Copy each of the lines below word for word, omitting the pictures.

-- Start of Entries --

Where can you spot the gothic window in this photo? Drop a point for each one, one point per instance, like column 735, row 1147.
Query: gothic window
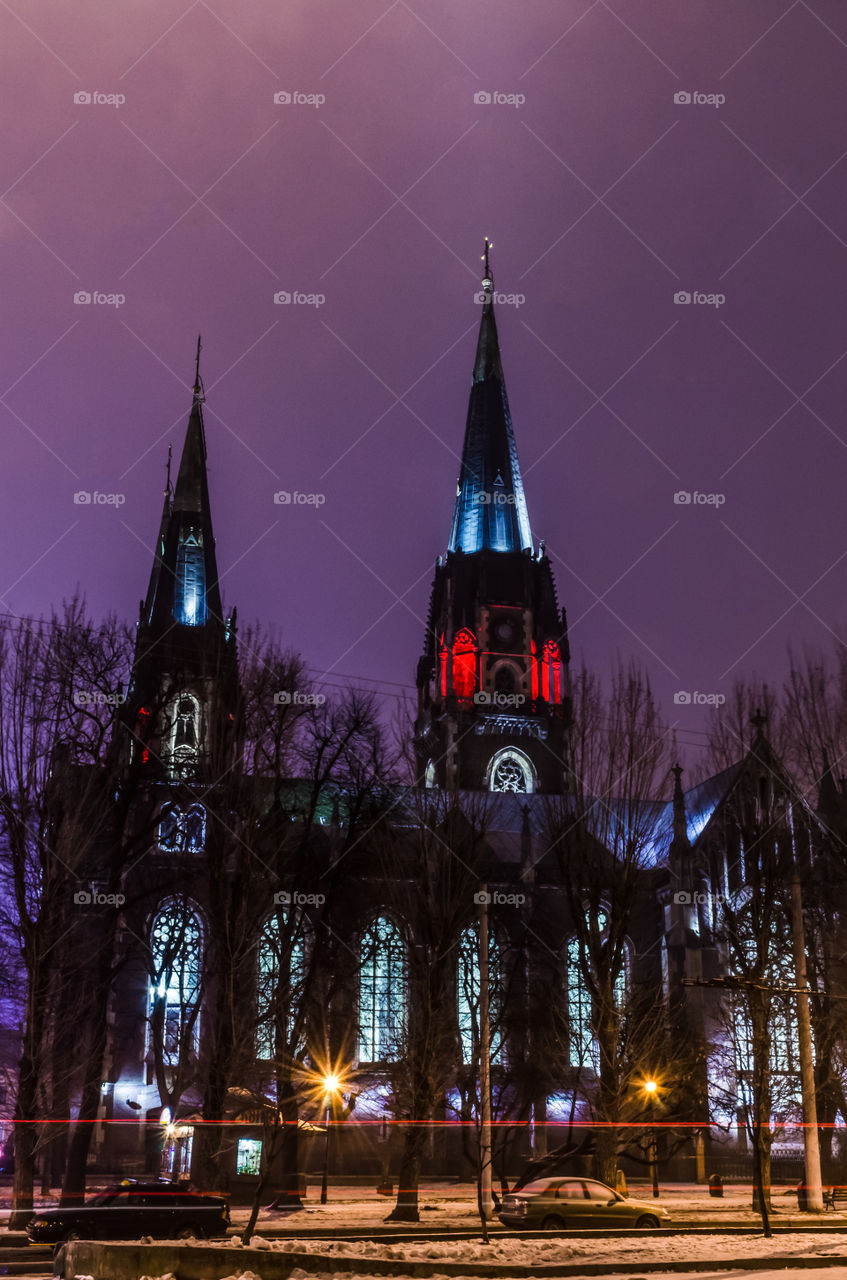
column 584, row 1048
column 189, row 588
column 381, row 1006
column 195, row 822
column 506, row 679
column 468, row 993
column 280, row 981
column 184, row 735
column 182, row 830
column 552, row 672
column 465, row 663
column 511, row 771
column 170, row 827
column 175, row 940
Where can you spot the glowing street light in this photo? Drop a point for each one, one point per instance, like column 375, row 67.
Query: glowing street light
column 332, row 1088
column 651, row 1089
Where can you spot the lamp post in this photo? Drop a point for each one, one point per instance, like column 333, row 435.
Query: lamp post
column 650, row 1088
column 332, row 1084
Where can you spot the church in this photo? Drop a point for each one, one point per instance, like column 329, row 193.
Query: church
column 323, row 918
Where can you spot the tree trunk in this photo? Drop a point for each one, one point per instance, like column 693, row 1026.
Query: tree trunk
column 288, row 1196
column 24, row 1175
column 74, row 1182
column 406, row 1210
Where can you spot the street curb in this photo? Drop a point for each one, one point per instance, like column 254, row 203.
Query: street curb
column 105, row 1261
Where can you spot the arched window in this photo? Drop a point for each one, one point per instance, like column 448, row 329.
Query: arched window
column 381, row 1005
column 552, row 672
column 468, row 993
column 506, row 679
column 511, row 769
column 189, row 588
column 170, row 827
column 195, row 824
column 465, row 663
column 175, row 941
column 182, row 830
column 584, row 1048
column 280, row 982
column 184, row 735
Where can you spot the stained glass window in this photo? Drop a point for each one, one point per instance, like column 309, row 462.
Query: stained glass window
column 584, row 1048
column 468, row 993
column 175, row 940
column 282, row 950
column 511, row 771
column 189, row 588
column 381, row 992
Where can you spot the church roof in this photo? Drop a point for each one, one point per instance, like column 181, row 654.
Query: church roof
column 490, row 504
column 183, row 583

-- End of Entries --

▶ [Answer for the task]:
Where can you spot the gothic window in this photo? Drop a point for each one, one point per instance, like column 735, row 1147.
Query: gothic window
column 584, row 1048
column 189, row 588
column 381, row 1006
column 195, row 822
column 506, row 679
column 468, row 993
column 280, row 981
column 184, row 735
column 182, row 830
column 552, row 672
column 465, row 663
column 511, row 771
column 170, row 827
column 175, row 940
Where can you spot the glowing street light in this photo? Drop a point for each one, one point per instance, like column 375, row 67.
Query: glowing street light
column 332, row 1088
column 651, row 1089
Where can you spot the lamp post in this photo? Drop a point for each one, one point per instance, like column 333, row 435.
Query: lamp post
column 650, row 1088
column 332, row 1084
Where can you spot the church in this photo? Drop a point for each one, one point per instance, like column 329, row 193.
Query: church
column 323, row 918
Where can you spot the tree trunk in this photo? Drop a point for each one, one point per instance, like column 693, row 1026.
Query: tree trunk
column 288, row 1196
column 24, row 1175
column 74, row 1182
column 406, row 1210
Where can you spot the street curb in this photo? Drop a point for each one, one point per instance, like column 254, row 203.
Query: street curb
column 105, row 1261
Where can you spot the arched window in this photo? Drop a point for each one, one point per instance, like column 448, row 329.
Query: arched window
column 381, row 1005
column 552, row 672
column 468, row 993
column 506, row 679
column 511, row 769
column 189, row 588
column 170, row 827
column 195, row 824
column 465, row 663
column 175, row 941
column 182, row 830
column 584, row 1048
column 280, row 982
column 184, row 735
Where can you spot the stained glass window in this photo? Drop a point for each one, one point per instance, like column 309, row 462.
Query: stained glass window
column 584, row 1048
column 468, row 993
column 175, row 940
column 282, row 950
column 511, row 771
column 189, row 588
column 381, row 992
Where can you spot the church roof in this photo? Drop a point for each one, one point per instance, like column 181, row 654.
Query: church roof
column 490, row 504
column 183, row 583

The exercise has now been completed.